What you will do – Will you output the entries below exactly, skipping every image they contain?

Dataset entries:
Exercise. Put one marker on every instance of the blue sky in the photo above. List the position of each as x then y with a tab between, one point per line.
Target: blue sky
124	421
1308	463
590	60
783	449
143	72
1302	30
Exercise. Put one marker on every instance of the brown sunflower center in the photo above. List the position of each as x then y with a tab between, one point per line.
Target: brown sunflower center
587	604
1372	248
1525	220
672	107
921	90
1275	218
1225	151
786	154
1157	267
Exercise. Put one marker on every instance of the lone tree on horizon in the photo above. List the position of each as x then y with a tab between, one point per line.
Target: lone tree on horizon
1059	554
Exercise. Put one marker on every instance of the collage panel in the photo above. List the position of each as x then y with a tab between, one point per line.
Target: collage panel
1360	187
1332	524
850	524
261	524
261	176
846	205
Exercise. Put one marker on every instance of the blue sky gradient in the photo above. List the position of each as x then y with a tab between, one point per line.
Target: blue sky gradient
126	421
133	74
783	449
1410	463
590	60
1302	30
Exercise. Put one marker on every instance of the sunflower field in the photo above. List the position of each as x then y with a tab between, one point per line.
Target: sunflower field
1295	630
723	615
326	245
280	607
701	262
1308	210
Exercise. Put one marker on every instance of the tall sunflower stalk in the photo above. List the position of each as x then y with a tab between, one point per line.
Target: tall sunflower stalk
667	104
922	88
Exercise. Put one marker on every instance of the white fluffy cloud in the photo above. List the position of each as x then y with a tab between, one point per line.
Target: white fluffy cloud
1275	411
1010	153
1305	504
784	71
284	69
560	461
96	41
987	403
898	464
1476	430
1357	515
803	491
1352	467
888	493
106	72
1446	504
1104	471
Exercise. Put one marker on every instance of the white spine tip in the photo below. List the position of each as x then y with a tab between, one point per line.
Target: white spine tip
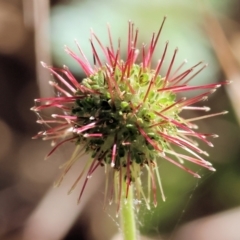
207	109
43	64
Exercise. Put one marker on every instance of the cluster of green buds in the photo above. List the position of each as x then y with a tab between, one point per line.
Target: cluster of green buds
126	115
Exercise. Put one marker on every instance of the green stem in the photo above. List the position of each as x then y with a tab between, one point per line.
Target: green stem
127	214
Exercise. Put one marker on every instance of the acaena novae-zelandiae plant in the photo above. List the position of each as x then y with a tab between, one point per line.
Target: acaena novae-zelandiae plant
126	115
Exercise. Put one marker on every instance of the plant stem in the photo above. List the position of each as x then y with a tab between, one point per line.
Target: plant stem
127	213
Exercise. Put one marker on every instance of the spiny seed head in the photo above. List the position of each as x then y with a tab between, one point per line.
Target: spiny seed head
125	113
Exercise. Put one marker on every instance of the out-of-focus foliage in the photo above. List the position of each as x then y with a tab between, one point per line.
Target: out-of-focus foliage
182	29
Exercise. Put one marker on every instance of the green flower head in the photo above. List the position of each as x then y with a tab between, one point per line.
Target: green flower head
126	115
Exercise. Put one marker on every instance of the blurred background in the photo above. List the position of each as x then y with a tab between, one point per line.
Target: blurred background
32	31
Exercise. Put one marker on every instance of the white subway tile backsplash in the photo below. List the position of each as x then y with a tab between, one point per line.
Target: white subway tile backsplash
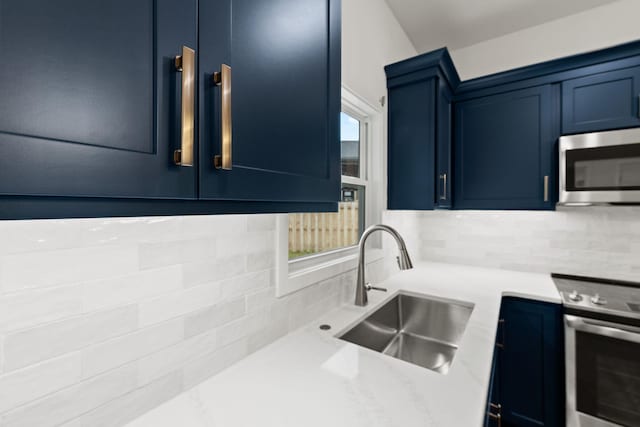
592	241
125	408
102	319
29	346
241	285
242	327
179	303
25	270
127	348
214	362
25	385
214	316
175	357
131	288
28	308
197	273
74	401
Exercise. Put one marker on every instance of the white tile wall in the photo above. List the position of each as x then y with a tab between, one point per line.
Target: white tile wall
103	319
591	241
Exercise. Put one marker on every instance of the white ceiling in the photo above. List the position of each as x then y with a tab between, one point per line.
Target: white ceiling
431	24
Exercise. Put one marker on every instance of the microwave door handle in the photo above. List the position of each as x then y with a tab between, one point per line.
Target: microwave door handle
611	330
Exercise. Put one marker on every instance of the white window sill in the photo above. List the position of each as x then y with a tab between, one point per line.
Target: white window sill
292	276
301	278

The solution –
Exercise. Put one marker on every instance of the blue sky in the photo above. List the position of each as x then y with a tab between, one point per line.
Target: blue sky
124	421
1308	463
590	60
783	449
143	72
1302	30
Exercise. Put one marker on every instance of the brown sunflower center in the photo above. List the position of each as x then y with a tab between, one point per line.
Target: brown sunflower center
587	604
1372	248
1525	220
672	107
921	90
1275	218
1225	151
786	154
1157	267
Exercise. Put one marker on every instance of the lone tree on horizon in the photo above. List the position of each as x then y with a tab between, one point per line.
Target: lone tree on horizon
1059	554
Exercise. Put one marker on every instance of the collage panel in the photo above. List the position of each as x then y with a tab between, one point per line.
Target: collage panel
1360	187
1332	524
850	524
261	524
261	176
846	205
Exercise. Put one marker on every instance of the blue sky gradient in the photo above. List the position of each as x then y with a tab between, one point per line.
Target: blue sky gradient
126	421
133	74
783	449
1410	463
590	60
1302	30
Exercise. Put one marker on every instance of the sunflower field in the photo above. List the position of each as x then y with a tab between, one point per line.
Target: sunflower field
1295	630
723	615
326	245
280	607
701	262
1308	210
Exercise. Put one marker on every instance of the tall sunflower stalk in the photo above. List the position of each as x then y with a tab between, one point per line.
Target: tall sunflower stalk
667	104
922	88
Exercise. Put one marker on every instance of the white fluffy cloud in the photo above. List the position of each as x then y with a tab between, one point per line.
Target: white fluffy cloud
1275	411
1010	153
1305	504
784	71
284	69
560	461
96	41
987	403
898	464
1476	430
1357	515
803	491
1352	467
888	493
106	72
1446	504
1104	471
Exercise. Put one marker on every instance of the white spine tip in the photo below. List the position of each as x then y with a tab between, one point per line.
Target: white spine tip
207	109
43	64
Exercise. Put one marker on every instance of the cluster of green buds in the photo above. List the position of each as x then y with a tab between, one point per line.
Target: cluster of green buds
126	115
Exercise. Put one marker on every instance of the green stem in the photo above. List the position of each as x then y with a tab between, one point per line.
Target: green stem
127	214
Exercise. Put one marker on every instance of the acaena novae-zelandiae plant in the photo above. List the position of each as x then y with a tab between, one point per line.
Target: acaena novae-zelandiae plant
126	115
Exercise. Put one marker on every instance of the plant stem in the photo above. List the position of each as x then y with a tab between, one point per line.
Target: plant stem
127	213
Exercise. Put one marker on every instance of the spiny seed head in the photo above. List the position of each as x then y with a tab between, one point per line.
Target: spiny seed head
125	113
Exercise. Put one marker on every instance of the out-of-focus foliage in the photo above. List the position of each as x then y with a tab between, one point per line.
Target: out-of-focus foliage
182	29
Exercise. Put one marker on every instance of the green flower head in the photo above. List the position of each as x then y with a tab between, one point per line.
Target: green flower head
126	115
Exercise. Put one marker on every instance of the blurred background in the photo above. List the position of each as x then y with a tab between, one point per line.
Target: blurred background
32	31
Exercise. Put one marker on every instance of the white subway tile backsplash in the photo below. List the position of each as x then y with a tab between, one point per line.
Target: white subway tile backsplash
592	241
125	408
102	319
29	346
241	285
242	327
179	303
25	270
127	348
214	362
25	385
214	316
175	357
131	288
28	308
197	273
74	401
Exercise. Put one marker on every instance of the white tile wall in the photo above. List the position of each as x then y with a tab between, one point per line.
Target: white tile wall
103	319
591	241
Exercise. Put one marker on every instance of the white ceiling in the photo above. List the position of each as x then y with a tab between, one point per line.
Target: white ceiling
431	24
Exercise. Put one marker on every instance of the microwave door handle in the photo above. List the position of each as x then y with a tab between, one point per line.
Target: microwave door handle
611	330
Exercise. Put one marker on every instance of the white window sill in the photo above. List the position of each as x then y with a tab between, one point per line.
Target: white window sill
292	276
301	278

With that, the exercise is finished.